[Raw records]
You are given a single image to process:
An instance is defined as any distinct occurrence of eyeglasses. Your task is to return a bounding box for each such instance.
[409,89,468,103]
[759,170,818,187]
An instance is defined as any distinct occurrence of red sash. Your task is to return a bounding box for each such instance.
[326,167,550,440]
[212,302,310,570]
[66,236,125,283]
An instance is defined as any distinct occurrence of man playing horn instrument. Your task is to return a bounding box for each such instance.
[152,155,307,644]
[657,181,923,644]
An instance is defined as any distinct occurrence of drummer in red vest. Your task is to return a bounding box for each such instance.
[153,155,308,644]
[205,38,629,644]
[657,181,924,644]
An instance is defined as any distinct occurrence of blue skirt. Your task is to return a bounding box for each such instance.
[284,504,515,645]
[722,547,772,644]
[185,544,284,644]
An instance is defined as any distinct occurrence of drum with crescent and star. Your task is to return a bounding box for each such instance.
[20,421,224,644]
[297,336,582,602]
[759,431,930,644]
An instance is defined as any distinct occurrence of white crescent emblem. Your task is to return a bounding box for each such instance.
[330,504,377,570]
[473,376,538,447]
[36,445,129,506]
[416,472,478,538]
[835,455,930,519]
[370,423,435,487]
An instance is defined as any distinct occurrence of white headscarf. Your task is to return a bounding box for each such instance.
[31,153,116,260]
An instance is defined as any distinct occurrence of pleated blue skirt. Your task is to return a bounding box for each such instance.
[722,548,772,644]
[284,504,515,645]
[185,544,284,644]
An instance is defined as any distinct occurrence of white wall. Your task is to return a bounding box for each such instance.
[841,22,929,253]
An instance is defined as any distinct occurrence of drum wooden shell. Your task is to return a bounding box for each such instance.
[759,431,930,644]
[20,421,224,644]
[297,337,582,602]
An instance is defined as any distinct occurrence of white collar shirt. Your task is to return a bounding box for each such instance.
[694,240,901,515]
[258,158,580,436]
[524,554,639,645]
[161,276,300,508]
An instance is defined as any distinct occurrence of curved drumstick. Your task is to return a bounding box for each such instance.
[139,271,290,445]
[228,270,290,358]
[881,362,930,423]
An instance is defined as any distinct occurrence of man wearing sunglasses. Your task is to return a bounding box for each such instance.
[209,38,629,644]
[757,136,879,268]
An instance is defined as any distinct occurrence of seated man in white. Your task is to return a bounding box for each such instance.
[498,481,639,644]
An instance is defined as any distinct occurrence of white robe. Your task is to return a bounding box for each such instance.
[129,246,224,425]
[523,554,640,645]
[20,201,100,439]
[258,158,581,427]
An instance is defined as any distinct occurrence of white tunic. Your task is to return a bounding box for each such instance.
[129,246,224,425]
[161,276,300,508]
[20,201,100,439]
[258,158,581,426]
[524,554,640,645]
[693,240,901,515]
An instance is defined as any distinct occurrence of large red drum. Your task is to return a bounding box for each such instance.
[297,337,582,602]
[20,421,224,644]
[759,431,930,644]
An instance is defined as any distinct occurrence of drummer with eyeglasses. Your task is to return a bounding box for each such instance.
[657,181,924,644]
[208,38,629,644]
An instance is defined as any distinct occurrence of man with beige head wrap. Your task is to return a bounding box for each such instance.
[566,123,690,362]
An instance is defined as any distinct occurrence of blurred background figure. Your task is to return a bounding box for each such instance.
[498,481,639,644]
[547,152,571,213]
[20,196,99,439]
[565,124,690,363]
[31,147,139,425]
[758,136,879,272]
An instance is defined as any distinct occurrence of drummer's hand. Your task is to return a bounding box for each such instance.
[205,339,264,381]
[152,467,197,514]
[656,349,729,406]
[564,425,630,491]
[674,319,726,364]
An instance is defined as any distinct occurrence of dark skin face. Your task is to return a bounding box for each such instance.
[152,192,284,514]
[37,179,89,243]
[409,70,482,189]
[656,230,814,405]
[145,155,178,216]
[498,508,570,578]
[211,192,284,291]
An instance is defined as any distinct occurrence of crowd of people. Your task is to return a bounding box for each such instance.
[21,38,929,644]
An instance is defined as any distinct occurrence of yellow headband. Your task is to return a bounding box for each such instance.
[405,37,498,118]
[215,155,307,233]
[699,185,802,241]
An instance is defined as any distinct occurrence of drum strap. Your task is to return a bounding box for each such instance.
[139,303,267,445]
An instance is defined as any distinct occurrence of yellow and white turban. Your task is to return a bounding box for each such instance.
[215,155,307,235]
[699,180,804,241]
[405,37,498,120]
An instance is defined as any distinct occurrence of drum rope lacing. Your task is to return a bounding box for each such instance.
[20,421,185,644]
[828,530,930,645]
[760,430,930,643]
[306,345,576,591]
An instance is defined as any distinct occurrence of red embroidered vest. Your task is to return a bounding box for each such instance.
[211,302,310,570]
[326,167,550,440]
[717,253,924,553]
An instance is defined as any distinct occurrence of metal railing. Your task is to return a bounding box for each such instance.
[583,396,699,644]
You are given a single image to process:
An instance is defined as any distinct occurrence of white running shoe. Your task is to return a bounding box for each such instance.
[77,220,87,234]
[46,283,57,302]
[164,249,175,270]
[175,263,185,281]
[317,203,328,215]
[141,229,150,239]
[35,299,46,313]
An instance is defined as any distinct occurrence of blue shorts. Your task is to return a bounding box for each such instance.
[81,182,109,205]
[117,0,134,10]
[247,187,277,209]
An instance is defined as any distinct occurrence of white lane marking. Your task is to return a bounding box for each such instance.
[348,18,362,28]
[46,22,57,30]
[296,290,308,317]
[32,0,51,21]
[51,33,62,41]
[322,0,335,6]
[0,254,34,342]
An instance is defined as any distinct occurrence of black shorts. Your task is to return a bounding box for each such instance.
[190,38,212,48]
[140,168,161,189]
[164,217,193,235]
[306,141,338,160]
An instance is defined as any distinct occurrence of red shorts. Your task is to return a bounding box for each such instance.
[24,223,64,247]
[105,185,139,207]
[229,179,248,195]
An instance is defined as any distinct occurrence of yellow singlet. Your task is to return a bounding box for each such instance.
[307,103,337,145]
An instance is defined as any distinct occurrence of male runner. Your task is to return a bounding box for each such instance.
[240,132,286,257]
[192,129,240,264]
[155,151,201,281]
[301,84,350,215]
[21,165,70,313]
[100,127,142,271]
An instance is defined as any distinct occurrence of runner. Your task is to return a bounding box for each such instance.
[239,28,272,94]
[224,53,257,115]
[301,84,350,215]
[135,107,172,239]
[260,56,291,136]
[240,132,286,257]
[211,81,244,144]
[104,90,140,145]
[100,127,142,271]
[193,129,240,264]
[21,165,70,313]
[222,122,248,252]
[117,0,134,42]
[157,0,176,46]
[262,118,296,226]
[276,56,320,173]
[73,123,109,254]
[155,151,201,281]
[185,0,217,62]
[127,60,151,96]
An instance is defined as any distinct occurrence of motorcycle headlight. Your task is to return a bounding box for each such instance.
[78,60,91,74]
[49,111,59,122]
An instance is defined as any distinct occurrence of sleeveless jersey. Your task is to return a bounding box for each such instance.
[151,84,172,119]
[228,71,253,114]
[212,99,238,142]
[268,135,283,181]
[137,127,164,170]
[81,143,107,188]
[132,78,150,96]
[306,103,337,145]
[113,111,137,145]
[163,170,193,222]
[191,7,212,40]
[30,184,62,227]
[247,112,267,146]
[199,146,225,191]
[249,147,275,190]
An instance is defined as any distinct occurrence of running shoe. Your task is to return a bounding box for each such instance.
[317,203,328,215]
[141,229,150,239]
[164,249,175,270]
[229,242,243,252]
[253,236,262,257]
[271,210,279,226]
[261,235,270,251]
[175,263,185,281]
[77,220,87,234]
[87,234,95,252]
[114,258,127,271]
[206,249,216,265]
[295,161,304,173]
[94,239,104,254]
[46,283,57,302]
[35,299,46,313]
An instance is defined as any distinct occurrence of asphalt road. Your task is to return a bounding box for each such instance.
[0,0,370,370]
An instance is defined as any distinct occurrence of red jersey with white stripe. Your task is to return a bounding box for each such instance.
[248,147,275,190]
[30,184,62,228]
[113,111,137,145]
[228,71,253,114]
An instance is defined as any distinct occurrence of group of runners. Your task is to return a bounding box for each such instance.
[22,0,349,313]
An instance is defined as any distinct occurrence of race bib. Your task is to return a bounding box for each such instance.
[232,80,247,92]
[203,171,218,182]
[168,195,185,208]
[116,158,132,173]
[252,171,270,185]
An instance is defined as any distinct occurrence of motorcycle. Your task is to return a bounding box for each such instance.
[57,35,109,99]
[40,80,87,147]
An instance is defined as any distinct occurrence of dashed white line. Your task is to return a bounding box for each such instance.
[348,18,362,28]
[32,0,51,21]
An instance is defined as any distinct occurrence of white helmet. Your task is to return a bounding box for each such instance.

...

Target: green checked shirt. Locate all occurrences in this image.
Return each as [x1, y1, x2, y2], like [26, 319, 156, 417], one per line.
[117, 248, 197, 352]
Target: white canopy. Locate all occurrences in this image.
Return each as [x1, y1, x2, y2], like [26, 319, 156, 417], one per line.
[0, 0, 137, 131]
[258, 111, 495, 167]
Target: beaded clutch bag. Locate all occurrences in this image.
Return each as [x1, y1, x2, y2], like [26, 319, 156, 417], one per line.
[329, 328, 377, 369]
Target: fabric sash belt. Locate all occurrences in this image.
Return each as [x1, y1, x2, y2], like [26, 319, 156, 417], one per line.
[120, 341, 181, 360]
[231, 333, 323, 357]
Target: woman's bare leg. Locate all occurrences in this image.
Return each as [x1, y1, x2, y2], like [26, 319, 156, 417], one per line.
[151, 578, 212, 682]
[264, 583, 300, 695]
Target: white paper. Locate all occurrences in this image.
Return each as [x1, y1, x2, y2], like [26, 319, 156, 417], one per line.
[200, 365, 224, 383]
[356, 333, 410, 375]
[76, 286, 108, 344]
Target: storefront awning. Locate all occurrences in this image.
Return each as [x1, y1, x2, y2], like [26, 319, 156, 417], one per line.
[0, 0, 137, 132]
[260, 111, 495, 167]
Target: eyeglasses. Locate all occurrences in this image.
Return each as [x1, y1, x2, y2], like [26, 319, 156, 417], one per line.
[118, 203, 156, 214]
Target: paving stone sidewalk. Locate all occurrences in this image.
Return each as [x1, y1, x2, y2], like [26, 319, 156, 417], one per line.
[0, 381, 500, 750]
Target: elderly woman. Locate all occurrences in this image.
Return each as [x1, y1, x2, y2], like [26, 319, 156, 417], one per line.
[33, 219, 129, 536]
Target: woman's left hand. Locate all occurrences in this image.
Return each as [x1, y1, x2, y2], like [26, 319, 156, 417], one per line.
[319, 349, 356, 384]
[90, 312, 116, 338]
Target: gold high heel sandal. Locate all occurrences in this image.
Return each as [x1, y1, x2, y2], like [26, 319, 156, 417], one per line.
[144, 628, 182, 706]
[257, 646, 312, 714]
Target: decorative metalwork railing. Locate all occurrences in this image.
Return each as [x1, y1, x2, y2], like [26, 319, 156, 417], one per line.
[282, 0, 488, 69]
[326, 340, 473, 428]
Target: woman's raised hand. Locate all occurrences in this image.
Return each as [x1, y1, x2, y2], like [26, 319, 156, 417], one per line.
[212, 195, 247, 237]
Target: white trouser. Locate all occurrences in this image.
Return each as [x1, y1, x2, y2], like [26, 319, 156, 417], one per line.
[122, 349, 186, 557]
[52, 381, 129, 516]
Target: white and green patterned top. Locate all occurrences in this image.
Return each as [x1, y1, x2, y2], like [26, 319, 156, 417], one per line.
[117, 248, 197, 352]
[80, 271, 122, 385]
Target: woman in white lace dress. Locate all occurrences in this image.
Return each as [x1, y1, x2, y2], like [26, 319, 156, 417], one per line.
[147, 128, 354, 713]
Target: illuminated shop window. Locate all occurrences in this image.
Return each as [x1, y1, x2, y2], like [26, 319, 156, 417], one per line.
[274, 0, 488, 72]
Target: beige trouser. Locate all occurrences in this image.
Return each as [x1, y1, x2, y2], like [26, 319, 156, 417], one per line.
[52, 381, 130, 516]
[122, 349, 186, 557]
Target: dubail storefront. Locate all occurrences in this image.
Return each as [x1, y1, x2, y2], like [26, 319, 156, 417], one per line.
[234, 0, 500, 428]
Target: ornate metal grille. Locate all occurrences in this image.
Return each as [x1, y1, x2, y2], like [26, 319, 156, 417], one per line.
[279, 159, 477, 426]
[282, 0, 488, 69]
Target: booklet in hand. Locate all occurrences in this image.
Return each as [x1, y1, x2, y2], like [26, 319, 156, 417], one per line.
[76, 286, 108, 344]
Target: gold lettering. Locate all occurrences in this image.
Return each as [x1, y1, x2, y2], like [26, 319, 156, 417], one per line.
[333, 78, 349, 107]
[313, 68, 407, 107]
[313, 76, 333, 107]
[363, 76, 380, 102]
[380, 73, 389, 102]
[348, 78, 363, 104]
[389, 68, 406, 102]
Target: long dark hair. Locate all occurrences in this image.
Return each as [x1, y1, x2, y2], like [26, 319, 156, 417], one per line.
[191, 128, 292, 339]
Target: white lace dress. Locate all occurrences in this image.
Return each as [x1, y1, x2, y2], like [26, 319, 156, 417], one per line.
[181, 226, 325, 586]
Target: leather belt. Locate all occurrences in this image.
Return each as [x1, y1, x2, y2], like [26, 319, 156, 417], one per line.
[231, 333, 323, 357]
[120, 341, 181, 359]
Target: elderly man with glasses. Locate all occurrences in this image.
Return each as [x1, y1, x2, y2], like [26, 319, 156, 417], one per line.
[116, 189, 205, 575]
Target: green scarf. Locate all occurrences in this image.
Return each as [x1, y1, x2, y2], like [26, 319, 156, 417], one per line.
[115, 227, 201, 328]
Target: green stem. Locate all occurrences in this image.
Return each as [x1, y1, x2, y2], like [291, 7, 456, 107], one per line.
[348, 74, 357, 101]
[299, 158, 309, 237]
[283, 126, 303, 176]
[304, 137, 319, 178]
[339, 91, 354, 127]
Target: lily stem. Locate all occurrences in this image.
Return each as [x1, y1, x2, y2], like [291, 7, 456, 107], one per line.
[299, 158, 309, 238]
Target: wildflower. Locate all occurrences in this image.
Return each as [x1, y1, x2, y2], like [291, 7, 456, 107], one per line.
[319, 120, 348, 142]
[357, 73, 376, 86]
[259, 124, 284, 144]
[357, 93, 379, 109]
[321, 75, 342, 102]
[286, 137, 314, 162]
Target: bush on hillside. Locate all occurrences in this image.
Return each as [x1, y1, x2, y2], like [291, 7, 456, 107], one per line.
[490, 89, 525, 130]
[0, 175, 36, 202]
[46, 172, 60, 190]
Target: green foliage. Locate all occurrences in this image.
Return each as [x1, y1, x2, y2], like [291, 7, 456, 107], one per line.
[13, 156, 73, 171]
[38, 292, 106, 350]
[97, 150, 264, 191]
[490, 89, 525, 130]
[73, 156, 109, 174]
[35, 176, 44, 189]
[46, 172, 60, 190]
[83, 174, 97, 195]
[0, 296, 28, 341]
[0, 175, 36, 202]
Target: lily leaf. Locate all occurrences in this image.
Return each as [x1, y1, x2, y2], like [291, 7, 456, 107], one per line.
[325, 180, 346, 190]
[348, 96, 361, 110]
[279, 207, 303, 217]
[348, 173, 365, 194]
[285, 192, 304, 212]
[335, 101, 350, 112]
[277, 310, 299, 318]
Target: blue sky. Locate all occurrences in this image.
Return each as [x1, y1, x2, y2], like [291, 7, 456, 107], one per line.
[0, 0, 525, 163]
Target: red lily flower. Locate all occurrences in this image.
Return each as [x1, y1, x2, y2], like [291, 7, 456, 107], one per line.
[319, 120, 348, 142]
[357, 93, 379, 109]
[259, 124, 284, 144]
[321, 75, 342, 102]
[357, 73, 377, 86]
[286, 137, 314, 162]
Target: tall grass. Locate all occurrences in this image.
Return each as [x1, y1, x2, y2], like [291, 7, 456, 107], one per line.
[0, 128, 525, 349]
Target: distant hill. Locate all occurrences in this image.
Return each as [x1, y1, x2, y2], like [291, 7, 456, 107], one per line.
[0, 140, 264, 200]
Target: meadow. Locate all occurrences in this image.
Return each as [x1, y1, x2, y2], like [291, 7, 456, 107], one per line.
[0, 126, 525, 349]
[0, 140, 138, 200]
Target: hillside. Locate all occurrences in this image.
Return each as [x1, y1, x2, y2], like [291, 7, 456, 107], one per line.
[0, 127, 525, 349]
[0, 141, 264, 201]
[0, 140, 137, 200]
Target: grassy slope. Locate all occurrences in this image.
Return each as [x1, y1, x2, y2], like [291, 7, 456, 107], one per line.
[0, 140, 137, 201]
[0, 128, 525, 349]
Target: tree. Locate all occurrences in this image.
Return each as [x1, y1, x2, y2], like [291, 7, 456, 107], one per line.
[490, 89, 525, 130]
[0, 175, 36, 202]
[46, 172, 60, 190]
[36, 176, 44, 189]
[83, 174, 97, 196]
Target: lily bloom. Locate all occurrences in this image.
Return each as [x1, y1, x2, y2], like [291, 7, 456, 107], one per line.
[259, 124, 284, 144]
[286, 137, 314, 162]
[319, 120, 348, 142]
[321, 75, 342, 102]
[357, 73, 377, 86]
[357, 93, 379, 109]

** WRITTEN INSTRUCTION **
Copy out, unchanged, the stretch of lines from the one containing "Target: bush on" through the one containing "[83, 174, 97, 196]", including both of those lines.

** SOLUTION FOR THIS TASK **
Target: bush on hillside. Locate all occurrences in this image.
Return each as [x1, y1, x2, y2], like [291, 7, 456, 107], one per line.
[490, 89, 525, 130]
[0, 175, 36, 202]
[46, 172, 60, 190]
Target: green foliage. Locate all occurrences in this image.
Return each as [x1, y1, x2, y2], like [291, 7, 456, 107], one per line.
[13, 156, 73, 171]
[38, 292, 106, 350]
[97, 150, 264, 191]
[490, 89, 525, 130]
[73, 156, 109, 174]
[35, 176, 44, 189]
[46, 172, 60, 190]
[83, 174, 97, 195]
[0, 296, 28, 341]
[0, 175, 36, 202]
Target: lily leaf. Locate all occurrences in this image.
Return each as [x1, y1, x2, y2], like [291, 7, 456, 107], one per line.
[325, 180, 346, 190]
[348, 96, 361, 110]
[279, 207, 303, 217]
[348, 173, 365, 194]
[285, 192, 304, 212]
[335, 101, 350, 112]
[277, 310, 299, 318]
Target: blue sky. Locate all occurrences in this image.
Return each as [x1, y1, x2, y2], like [291, 7, 456, 107], one per line.
[0, 0, 525, 163]
Target: red lily flower. Locate all occurrences in this image.
Return each as [x1, y1, x2, y2], like [291, 7, 456, 107], one per line.
[319, 120, 348, 142]
[357, 93, 379, 109]
[259, 124, 284, 144]
[321, 75, 342, 102]
[357, 73, 377, 86]
[286, 137, 314, 162]
Target: tall grass. Locate all occurrences in this image.
Return each as [x1, y1, x2, y2], like [291, 7, 456, 107], one per line.
[0, 128, 525, 349]
Target: distant hill. Locate all occurrences in this image.
Return each as [x1, y1, x2, y2], like [291, 7, 456, 107], one per line.
[0, 140, 264, 200]
Target: meadow. Locate all occurrences in this image.
Return each as [x1, y1, x2, y2], like [291, 7, 456, 107], one per line.
[0, 126, 525, 349]
[0, 140, 138, 200]
Target: hillside. Locate all occurrences in this image.
Return each as [x1, y1, x2, y2], like [291, 7, 456, 107], one per line.
[0, 127, 525, 349]
[0, 141, 264, 201]
[0, 140, 137, 200]
Target: grassy slope. Locate all occurrences in this image.
Return each as [x1, y1, x2, y2], like [291, 7, 456, 107], one per line.
[0, 140, 137, 201]
[0, 128, 525, 349]
Target: tree. Locate all occurrences in this image.
Return each as [x1, y1, x2, y2], like [291, 7, 456, 107], one per line.
[490, 89, 525, 130]
[0, 175, 36, 202]
[46, 172, 60, 190]
[36, 176, 44, 189]
[83, 174, 97, 196]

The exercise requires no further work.